-- Start Data entries --

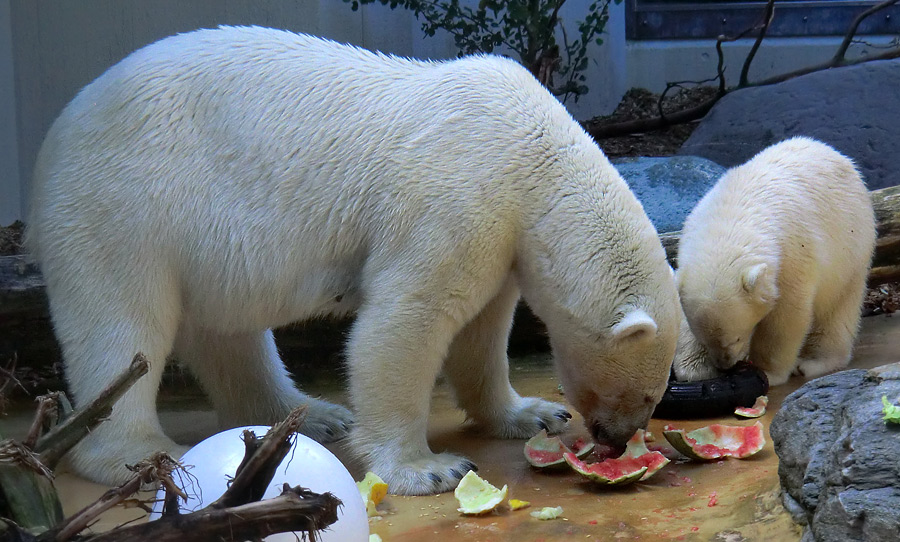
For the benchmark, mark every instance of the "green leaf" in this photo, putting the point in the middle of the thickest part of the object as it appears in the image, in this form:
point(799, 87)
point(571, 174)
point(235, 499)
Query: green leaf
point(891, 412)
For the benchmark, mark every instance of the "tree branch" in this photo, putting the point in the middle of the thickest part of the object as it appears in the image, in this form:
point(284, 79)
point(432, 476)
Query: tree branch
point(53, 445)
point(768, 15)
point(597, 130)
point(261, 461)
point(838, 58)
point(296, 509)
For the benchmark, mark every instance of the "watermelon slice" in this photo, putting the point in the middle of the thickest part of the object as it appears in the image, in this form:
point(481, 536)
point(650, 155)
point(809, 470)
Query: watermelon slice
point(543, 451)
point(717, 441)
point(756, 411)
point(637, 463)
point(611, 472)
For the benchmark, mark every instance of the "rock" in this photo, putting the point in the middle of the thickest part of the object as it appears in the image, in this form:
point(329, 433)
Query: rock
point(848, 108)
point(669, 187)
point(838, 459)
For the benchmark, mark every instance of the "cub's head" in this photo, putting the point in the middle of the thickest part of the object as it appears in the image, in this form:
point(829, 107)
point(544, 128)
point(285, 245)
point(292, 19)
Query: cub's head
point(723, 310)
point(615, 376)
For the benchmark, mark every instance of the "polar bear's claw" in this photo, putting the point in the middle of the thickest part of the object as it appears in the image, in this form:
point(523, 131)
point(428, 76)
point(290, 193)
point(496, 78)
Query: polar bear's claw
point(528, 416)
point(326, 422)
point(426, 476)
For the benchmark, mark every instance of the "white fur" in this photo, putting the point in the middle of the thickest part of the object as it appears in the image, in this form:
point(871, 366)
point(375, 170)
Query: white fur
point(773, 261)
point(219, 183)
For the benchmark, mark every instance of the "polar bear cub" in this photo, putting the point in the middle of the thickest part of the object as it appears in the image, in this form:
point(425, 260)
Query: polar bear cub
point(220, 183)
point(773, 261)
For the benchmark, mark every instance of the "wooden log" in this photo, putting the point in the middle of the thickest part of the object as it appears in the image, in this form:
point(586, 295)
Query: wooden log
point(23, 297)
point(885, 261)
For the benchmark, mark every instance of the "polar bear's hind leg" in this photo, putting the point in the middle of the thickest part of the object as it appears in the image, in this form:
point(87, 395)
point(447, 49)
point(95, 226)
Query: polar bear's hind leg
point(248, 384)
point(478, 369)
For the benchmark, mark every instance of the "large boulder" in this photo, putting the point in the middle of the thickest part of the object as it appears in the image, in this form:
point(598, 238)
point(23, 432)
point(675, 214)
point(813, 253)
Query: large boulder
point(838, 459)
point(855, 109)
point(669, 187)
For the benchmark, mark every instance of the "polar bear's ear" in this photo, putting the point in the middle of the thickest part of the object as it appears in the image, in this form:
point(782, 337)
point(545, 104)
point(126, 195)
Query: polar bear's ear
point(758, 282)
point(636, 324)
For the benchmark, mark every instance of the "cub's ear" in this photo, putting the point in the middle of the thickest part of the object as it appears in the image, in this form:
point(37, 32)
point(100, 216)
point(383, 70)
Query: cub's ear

-- End Data entries --

* [Work to do]: Render every line of the listing above as a JSON array of strings, one string per line, skipping blank lines. Leave the pictures out.

* [Response to the task]:
[
  "For the benchmark, mark every instance of the \"green leaf\" in this photo, putting the point in the middle of the thickest part of the object as it appears in the image, in this form:",
  "point(799, 87)",
  "point(571, 174)",
  "point(235, 499)",
  "Query: green leaf",
  "point(891, 412)",
  "For the benchmark, mark every instance of the \"tree branch\" in this photo, putting the point in the middle of the thickest part of the object as it appears in the image, in this form:",
  "point(284, 79)",
  "point(432, 476)",
  "Query: tree branch",
  "point(53, 445)",
  "point(768, 15)",
  "point(597, 130)",
  "point(261, 461)",
  "point(838, 58)",
  "point(296, 509)",
  "For the benchmark, mark every instance of the \"watermelon slice\" in this photo, putting the point in the middle of the thickest part of the object as it appears in the image, in this form:",
  "point(481, 536)",
  "point(650, 155)",
  "point(809, 470)",
  "Query: watermelon slice",
  "point(543, 451)",
  "point(717, 441)",
  "point(756, 411)",
  "point(637, 463)",
  "point(611, 472)",
  "For the benchmark, mark every instance of the \"rock\" in this photo, putting the point in the middle of the thickest part of the object as it appears in the image, in this form:",
  "point(329, 433)",
  "Query: rock",
  "point(848, 108)",
  "point(669, 187)",
  "point(838, 459)",
  "For the benchmark, mark every instance of the \"cub's head\" in this photo, putting the point in the middle of the thickest part of the object as it appears in the image, in this form:",
  "point(829, 107)",
  "point(544, 128)",
  "point(285, 245)",
  "point(292, 19)",
  "Query: cub's head",
  "point(723, 310)",
  "point(615, 376)",
  "For the benchmark, mark every instance of the \"polar bear's claw\" in this photo, putting the point in the middle of the thickest part of the object as it appears in the image, in this form:",
  "point(523, 131)",
  "point(428, 76)",
  "point(290, 193)",
  "point(496, 78)",
  "Query: polar bear's claw",
  "point(528, 416)",
  "point(326, 422)",
  "point(426, 476)",
  "For the benchmark, mark every instance of the \"white fur\" in this photo, putting the point in the middle of the thickest part of the object as it appears in the image, in this form:",
  "point(871, 366)",
  "point(375, 170)",
  "Query: white fur",
  "point(773, 261)",
  "point(219, 183)",
  "For the benchmark, mark every instance of the \"polar bear cub\" in this photo, putting the point in the middle of the thickest part of the object as it appears in the image, in this form:",
  "point(425, 260)",
  "Query: polar bear cub",
  "point(220, 183)",
  "point(773, 261)",
  "For the benchmark, mark every instance of the \"wooden log\" in this photo, putting the point in the middle of the thickest part of the object as it appears in the image, in this form:",
  "point(586, 295)",
  "Query: wooden log",
  "point(23, 297)",
  "point(885, 261)",
  "For the benchmark, mark every instance of the \"polar bear's hind leg\" in this photo, putting the point in the middle of the thickest part of the object as it appears in the image, in this form:",
  "point(87, 395)",
  "point(447, 49)",
  "point(95, 226)",
  "Query: polar bear's hind leg",
  "point(248, 384)",
  "point(478, 369)",
  "For the benchmark, mark every instance of the \"large boulder\" in this photo, putting the point in the middle of the thickest part of the object as it appears in the image, in this form:",
  "point(598, 238)",
  "point(23, 432)",
  "point(675, 214)",
  "point(813, 253)",
  "Query: large boulder",
  "point(838, 459)",
  "point(855, 109)",
  "point(669, 187)",
  "For the benchmark, mark every instance of the \"polar bear's ear\" in this photo, putting the point in the middle of the thickest part of the object as it appears in the image, in this form:",
  "point(782, 337)",
  "point(545, 104)",
  "point(126, 195)",
  "Query: polar bear's ear",
  "point(758, 282)",
  "point(636, 324)",
  "For the benchmark, mark every instance of the \"cub's ear\" in this photo, putting the point in the middle of the thickest part of the object as it appears in the image, in this form:",
  "point(37, 32)",
  "point(100, 216)",
  "point(383, 70)",
  "Query: cub's ear"
]